*PROBLEM REQUIREMENTS*. Please pick out each line of the material below that contains the word "point", and copy those lines.
━━━━━ TASK MATERIAL ━━━━━
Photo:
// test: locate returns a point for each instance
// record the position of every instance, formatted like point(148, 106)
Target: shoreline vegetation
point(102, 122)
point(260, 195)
━━━━━
*ANSWER FOR THIS EXERCISE*.
// test: locate returns a point for each instance
// record the position of every instance, formatted like point(148, 106)
point(102, 122)
point(260, 195)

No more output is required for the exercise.